* **Document text**
--------

Sunday, December 22, 2024

Connecticut Supreme Court upholds lower court's ruling in malpractice suit, clarifies doctrine

Medical malpractice 03

HARTFORD, Conn. (Legal Newsline) – The Connecticut Supreme Court on April 11 affirmed a lower appellate court’s ruling that a patient’s amended claim that a doctor botched a spinal surgery through improper use of a surgical instrument related back to a previous claim alleging negligent use of a different instrument.

The high court’s ruling clarified the “relation back” doctrine, which means an amended pleading may relate back to the time when the original pleading was filed, as it applies to medical malpractice cases. 

The initial complaint filed by patient Donald Briere accused Dr. David Kruger and his practice, Greater Hartford Orthopedic Group PC, of medical malpractice after a spinal surgery left him permanently weak in all four limbs. In the initial complaint, the plaintiff alleged Kruger caused the injury with the improper use of a skull clamp.


After an eyewitness testified that the alleged injury was the result of the improper use of a retractor blade, the plaintiff sought to amend the claim. The lower court found that the amended claim arose out of the same original negligence claim, which was upheld by the Supreme Court.

The justices determined that the amended negligence claim must fall within the scope of the original cause of action, or the event underpinning the plaintiff’s legal claim. It is up to the trial court to make a case-by-case determination regarding what makes up the original cause of action.

“In making such a determination, the trial court must not view the allegations so narrowly that any amendment changing or enhancing the original allegations would be deemed to constitute a different cause of action,” the high court wrote in a 12-page opinion.

--------

* **The data**
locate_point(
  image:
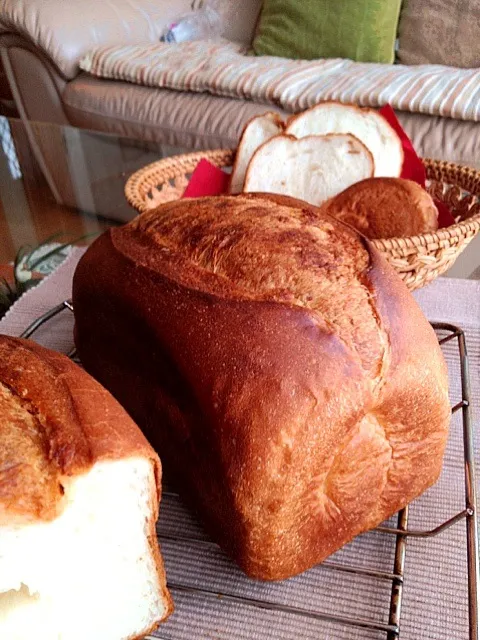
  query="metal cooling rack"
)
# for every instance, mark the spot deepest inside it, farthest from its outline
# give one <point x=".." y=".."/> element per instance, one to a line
<point x="445" y="333"/>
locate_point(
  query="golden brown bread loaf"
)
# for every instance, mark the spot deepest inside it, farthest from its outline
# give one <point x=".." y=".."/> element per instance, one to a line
<point x="385" y="208"/>
<point x="79" y="494"/>
<point x="278" y="364"/>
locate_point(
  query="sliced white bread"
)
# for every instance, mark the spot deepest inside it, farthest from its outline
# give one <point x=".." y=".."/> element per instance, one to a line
<point x="257" y="131"/>
<point x="79" y="494"/>
<point x="366" y="124"/>
<point x="314" y="168"/>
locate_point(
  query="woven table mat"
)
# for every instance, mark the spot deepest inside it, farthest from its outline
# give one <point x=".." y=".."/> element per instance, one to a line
<point x="435" y="593"/>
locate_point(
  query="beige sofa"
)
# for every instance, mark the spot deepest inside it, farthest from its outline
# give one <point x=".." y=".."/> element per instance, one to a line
<point x="42" y="42"/>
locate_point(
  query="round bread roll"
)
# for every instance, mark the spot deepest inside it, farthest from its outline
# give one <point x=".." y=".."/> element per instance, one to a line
<point x="385" y="208"/>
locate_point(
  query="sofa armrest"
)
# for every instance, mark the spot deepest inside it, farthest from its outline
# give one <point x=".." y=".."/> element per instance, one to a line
<point x="65" y="30"/>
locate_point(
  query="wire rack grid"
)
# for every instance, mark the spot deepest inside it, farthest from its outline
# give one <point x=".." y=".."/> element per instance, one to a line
<point x="399" y="533"/>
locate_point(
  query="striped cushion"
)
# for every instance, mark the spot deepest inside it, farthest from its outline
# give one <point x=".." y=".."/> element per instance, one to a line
<point x="223" y="69"/>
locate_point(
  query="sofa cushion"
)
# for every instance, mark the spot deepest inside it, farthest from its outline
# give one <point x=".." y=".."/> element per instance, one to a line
<point x="65" y="30"/>
<point x="184" y="120"/>
<point x="294" y="85"/>
<point x="440" y="32"/>
<point x="200" y="121"/>
<point x="362" y="30"/>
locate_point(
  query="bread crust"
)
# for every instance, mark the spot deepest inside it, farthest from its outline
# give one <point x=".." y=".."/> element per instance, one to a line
<point x="269" y="347"/>
<point x="74" y="423"/>
<point x="274" y="117"/>
<point x="385" y="208"/>
<point x="355" y="108"/>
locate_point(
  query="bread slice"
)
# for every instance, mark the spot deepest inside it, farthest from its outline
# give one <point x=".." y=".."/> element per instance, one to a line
<point x="385" y="208"/>
<point x="366" y="124"/>
<point x="314" y="168"/>
<point x="257" y="131"/>
<point x="79" y="493"/>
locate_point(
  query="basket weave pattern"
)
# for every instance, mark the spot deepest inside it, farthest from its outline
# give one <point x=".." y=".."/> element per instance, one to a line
<point x="417" y="259"/>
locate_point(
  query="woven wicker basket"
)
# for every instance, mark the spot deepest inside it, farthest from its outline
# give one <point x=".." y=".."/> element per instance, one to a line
<point x="418" y="259"/>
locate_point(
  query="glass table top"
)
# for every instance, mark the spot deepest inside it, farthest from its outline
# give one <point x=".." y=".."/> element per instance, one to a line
<point x="63" y="180"/>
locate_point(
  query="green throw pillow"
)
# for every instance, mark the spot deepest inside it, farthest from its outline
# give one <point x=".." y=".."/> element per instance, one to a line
<point x="362" y="30"/>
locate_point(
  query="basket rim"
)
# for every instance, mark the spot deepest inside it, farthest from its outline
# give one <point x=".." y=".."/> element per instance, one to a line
<point x="424" y="239"/>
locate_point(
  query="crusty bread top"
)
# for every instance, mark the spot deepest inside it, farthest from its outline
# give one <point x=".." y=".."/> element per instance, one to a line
<point x="56" y="421"/>
<point x="385" y="208"/>
<point x="236" y="246"/>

--------

* **Assigned task A**
In the article on the malpractice ruling, which surgical instrument did the initial complaint say Kruger used improperly?
* **Assigned task B**
Return the portion of the article on the malpractice ruling that opens with the words containing "HARTFORD, Conn. (Legal" and closes with "a different instrument.".
The items are separate from the article on the malpractice ruling.

* **Written solution A**
A skull clamp.

* **Written solution B**
HARTFORD, Conn. (Legal Newsline) – The Connecticut Supreme Court on April 11 affirmed a lower appellate court’s ruling that a patient’s amended claim that a doctor botched a spinal surgery through improper use of a surgical instrument related back to a previous claim alleging negligent use of a different instrument.